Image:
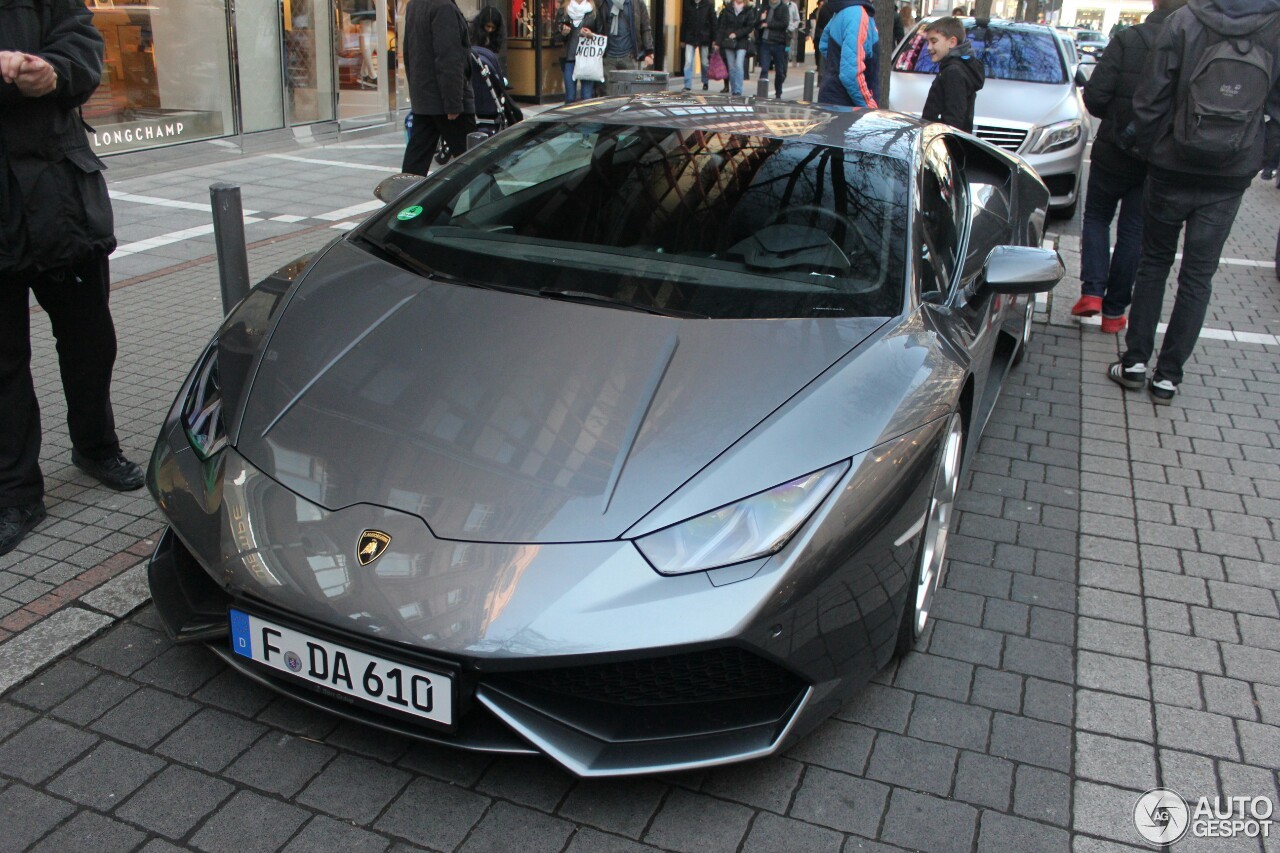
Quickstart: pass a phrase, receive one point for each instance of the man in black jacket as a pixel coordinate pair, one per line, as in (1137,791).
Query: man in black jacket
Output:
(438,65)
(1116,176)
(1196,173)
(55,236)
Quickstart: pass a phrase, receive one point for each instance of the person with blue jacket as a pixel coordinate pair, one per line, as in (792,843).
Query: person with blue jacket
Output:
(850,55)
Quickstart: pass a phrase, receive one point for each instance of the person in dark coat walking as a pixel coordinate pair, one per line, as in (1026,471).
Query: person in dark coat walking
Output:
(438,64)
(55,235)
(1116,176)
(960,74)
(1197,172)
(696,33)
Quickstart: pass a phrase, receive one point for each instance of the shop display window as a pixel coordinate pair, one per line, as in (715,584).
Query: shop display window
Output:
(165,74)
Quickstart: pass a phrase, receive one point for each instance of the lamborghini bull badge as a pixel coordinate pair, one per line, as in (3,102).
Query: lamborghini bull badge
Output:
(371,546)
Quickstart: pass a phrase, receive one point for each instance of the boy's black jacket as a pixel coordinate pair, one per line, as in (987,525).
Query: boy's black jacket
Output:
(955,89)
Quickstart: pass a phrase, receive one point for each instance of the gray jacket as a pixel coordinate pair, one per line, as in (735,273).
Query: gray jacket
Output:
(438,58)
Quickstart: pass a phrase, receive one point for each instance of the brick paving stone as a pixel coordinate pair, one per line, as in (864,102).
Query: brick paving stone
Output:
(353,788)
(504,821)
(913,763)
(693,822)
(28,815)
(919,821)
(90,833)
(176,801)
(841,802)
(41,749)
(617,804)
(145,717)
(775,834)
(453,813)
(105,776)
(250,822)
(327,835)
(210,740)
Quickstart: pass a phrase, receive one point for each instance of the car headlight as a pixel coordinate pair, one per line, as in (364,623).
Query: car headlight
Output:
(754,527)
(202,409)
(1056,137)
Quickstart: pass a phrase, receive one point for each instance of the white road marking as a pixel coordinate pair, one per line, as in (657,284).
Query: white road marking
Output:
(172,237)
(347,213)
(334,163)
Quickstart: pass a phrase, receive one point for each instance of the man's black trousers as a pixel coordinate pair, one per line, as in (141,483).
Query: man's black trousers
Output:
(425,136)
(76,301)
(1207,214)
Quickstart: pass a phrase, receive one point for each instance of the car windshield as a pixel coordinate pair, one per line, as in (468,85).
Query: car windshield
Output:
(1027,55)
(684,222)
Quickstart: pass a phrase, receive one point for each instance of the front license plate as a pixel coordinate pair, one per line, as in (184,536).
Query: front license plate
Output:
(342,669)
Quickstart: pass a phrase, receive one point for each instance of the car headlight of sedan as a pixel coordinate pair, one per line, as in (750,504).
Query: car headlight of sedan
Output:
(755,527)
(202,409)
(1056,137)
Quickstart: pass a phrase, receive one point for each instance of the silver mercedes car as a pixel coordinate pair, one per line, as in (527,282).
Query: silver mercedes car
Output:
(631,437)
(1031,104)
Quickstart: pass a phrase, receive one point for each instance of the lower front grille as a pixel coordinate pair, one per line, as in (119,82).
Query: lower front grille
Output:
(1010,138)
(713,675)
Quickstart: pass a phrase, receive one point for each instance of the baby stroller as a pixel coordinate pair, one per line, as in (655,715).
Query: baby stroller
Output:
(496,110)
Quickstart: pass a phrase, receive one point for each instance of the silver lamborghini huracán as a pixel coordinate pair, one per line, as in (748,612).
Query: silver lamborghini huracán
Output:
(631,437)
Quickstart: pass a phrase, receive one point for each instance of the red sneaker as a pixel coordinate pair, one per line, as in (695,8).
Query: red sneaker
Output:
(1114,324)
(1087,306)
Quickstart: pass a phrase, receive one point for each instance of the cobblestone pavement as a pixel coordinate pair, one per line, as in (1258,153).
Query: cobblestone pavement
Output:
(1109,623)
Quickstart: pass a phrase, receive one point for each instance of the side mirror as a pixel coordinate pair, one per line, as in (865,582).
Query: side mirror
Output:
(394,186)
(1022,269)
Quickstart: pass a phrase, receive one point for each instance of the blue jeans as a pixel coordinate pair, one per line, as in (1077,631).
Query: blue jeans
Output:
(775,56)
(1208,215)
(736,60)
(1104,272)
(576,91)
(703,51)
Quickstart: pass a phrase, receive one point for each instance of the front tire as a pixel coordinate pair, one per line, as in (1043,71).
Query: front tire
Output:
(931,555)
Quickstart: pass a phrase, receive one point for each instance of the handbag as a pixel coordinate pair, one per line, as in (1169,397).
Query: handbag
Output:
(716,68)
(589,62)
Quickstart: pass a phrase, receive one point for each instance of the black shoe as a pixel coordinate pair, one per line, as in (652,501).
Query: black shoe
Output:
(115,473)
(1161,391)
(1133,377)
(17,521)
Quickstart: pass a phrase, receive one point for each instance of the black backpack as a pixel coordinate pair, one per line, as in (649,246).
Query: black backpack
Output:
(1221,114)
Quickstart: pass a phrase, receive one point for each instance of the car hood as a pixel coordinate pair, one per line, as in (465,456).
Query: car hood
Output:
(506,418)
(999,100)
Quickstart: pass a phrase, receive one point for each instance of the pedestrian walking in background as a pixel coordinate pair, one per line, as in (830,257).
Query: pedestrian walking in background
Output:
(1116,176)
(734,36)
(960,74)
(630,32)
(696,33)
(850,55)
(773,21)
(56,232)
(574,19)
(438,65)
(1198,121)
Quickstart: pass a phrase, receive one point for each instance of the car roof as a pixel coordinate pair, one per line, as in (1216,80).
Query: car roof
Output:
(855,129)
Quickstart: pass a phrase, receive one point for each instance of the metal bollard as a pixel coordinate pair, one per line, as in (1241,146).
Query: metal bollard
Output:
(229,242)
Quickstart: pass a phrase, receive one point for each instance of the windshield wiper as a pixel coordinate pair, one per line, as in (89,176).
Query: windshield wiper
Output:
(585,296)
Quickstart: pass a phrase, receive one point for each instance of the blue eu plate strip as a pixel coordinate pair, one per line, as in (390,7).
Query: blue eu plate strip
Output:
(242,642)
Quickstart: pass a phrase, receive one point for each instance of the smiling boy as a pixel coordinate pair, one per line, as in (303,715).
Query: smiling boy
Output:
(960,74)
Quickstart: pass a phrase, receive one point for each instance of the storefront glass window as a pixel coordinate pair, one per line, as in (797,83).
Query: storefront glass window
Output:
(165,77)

---

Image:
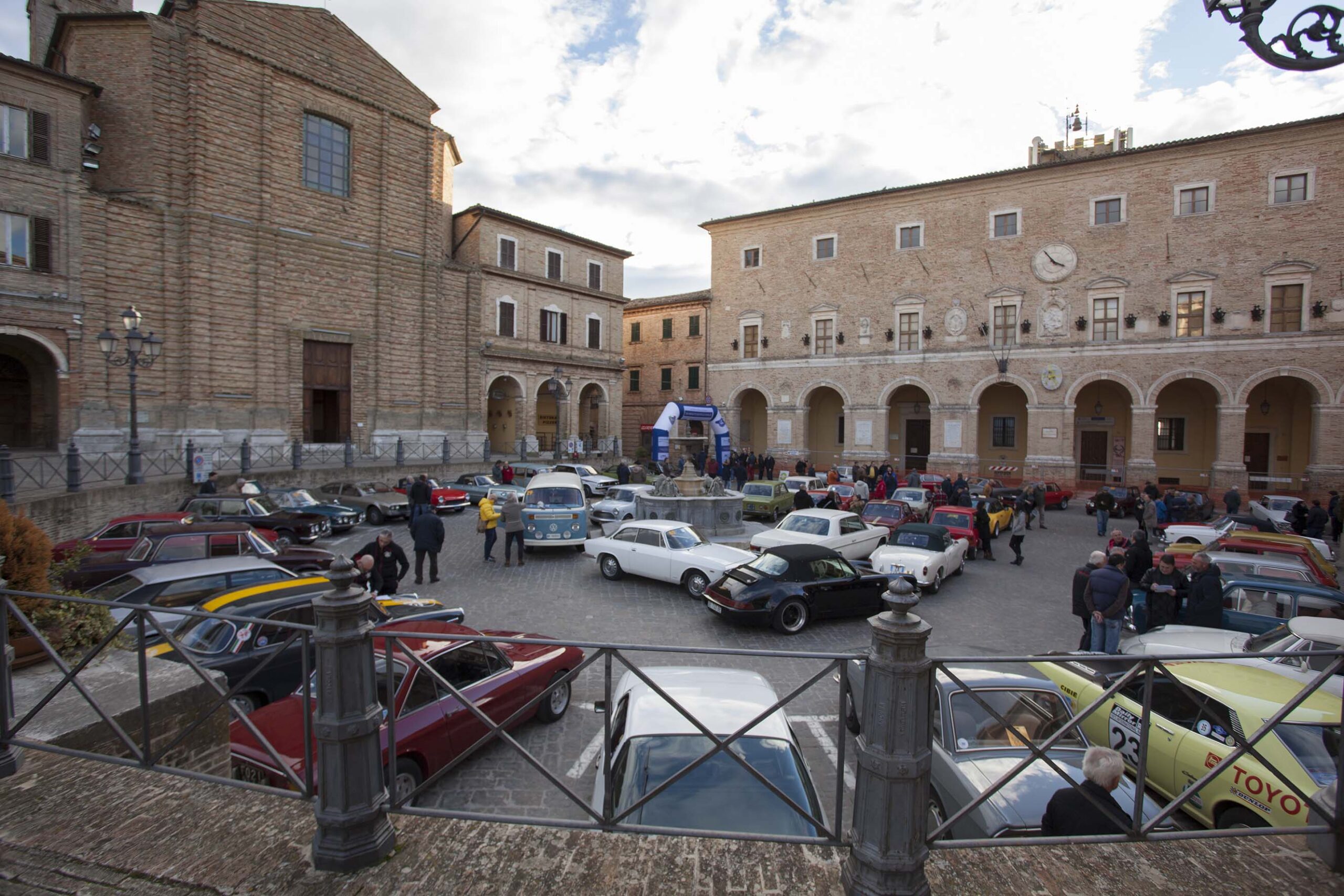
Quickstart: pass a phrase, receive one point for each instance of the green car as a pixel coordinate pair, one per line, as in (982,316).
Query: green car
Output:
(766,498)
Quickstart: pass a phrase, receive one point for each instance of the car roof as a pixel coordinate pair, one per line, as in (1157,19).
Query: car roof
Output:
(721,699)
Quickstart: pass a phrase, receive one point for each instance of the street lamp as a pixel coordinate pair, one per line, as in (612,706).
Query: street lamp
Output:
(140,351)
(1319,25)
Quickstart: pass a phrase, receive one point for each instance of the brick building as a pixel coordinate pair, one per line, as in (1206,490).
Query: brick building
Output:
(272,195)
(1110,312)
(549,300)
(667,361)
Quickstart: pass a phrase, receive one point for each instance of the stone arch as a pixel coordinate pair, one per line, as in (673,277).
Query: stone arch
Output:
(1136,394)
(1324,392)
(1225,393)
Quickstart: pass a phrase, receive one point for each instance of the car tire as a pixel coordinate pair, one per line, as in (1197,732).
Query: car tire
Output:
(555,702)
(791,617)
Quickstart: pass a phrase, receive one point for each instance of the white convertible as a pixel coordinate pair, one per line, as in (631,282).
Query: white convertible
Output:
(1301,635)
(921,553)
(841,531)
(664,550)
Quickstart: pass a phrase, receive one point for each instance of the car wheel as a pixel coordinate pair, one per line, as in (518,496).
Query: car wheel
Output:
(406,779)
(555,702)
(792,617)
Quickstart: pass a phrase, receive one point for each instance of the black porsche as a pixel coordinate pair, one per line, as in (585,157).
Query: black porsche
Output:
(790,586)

REQUIRED WORK:
From the records above, pull every line that has the string "sedan" and copy it.

WRITTEN SOLUTION:
Quickstart: pass a phrase, receive one point for each instance of the car headlight of sedan as a pixel coordinate pair, one per line, as in (750,504).
Query: car headlight of sedan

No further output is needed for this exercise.